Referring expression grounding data
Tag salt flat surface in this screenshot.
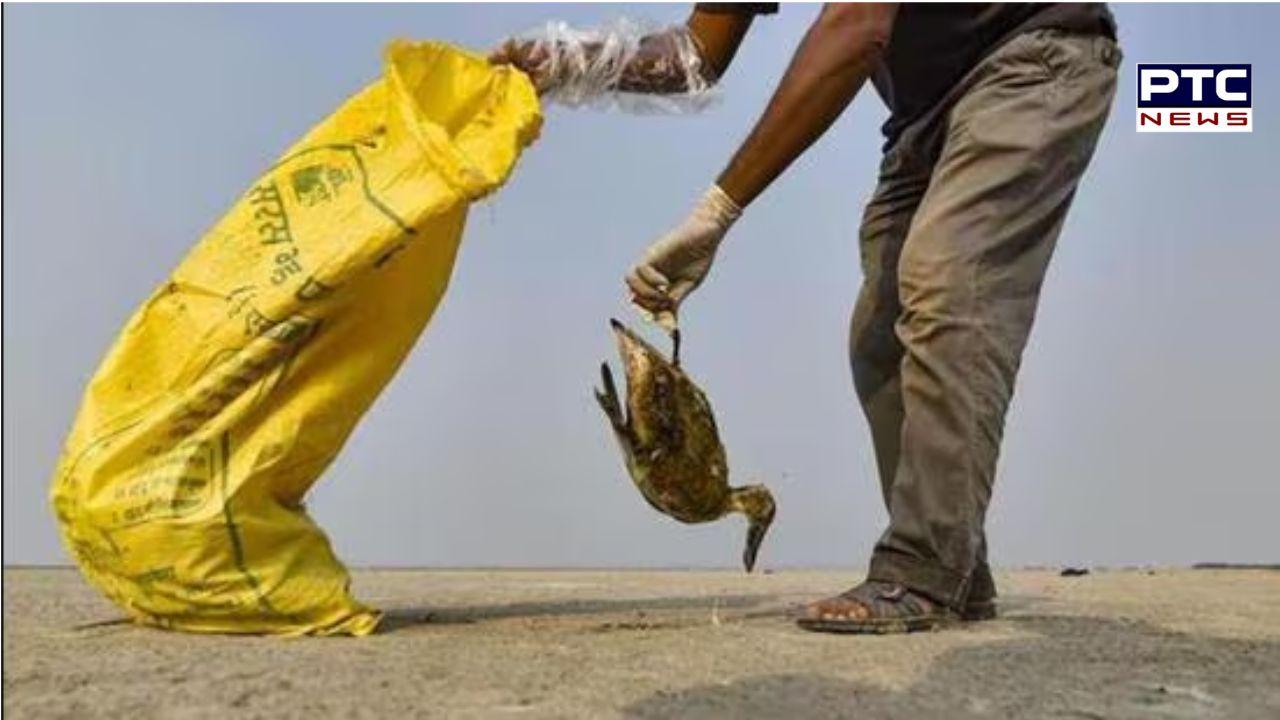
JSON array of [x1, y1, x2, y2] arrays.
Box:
[[4, 567, 1279, 718]]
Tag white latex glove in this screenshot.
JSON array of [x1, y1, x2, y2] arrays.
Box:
[[626, 185, 742, 331]]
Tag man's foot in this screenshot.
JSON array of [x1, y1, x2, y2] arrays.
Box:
[[796, 580, 955, 634]]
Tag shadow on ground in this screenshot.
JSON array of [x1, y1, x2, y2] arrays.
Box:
[[379, 593, 779, 631], [376, 587, 1046, 633], [620, 615, 1280, 720]]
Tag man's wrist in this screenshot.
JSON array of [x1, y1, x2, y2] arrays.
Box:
[[697, 184, 743, 231]]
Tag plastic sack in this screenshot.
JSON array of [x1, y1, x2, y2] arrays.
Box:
[[513, 17, 718, 114], [49, 41, 541, 636]]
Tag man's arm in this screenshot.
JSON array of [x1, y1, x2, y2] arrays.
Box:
[[685, 5, 761, 82], [627, 4, 898, 323], [717, 3, 897, 206]]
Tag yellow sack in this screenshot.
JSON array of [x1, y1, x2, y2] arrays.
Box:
[[49, 42, 541, 635]]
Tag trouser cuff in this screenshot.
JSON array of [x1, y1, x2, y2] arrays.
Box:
[[968, 562, 997, 603], [868, 551, 971, 610]]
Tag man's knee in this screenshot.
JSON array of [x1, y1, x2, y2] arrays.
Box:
[[850, 283, 902, 370], [896, 234, 977, 346]]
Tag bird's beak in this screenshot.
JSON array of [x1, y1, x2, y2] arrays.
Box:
[[610, 317, 669, 367], [608, 317, 632, 337], [742, 517, 772, 573], [609, 317, 634, 350]]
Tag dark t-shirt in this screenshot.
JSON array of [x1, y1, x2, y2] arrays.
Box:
[[874, 4, 1116, 142], [698, 3, 1116, 143]]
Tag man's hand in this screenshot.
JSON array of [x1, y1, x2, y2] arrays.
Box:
[[488, 39, 555, 93], [627, 4, 897, 330], [626, 186, 741, 330], [488, 6, 759, 98], [488, 27, 709, 97]]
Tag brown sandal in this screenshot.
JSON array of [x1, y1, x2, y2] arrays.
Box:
[[796, 581, 956, 634]]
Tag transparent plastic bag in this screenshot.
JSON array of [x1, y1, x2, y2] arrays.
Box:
[[507, 17, 720, 114]]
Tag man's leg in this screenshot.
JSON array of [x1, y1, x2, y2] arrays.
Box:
[[801, 31, 1118, 631], [850, 149, 1005, 622], [852, 145, 1001, 619], [850, 143, 928, 508], [868, 31, 1120, 608]]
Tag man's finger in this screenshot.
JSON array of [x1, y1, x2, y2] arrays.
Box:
[[625, 267, 672, 306], [627, 301, 677, 332], [626, 281, 671, 313], [635, 264, 671, 294], [667, 278, 699, 305], [490, 43, 557, 94], [488, 39, 518, 65]]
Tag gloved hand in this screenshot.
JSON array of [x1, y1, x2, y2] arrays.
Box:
[[626, 185, 742, 331], [489, 24, 709, 100], [488, 38, 555, 93]]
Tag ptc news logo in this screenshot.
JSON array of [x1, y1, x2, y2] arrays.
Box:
[[1137, 64, 1253, 132]]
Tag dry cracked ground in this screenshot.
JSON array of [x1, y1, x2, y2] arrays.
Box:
[[4, 567, 1279, 719]]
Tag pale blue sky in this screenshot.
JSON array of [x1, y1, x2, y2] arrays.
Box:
[[4, 4, 1278, 568]]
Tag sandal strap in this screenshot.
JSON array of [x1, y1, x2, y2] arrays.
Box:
[[830, 581, 938, 620]]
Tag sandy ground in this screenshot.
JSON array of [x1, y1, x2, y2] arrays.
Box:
[[4, 567, 1279, 719]]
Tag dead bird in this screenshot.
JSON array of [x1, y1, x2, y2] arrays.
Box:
[[594, 319, 776, 572]]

§ **YOUR TASK**: The answer must be all the lines above that hold the word "hand".

§ **SOLUTION**:
Tag man's hand in this screenshot.
Tag gloved hand in this screenshot.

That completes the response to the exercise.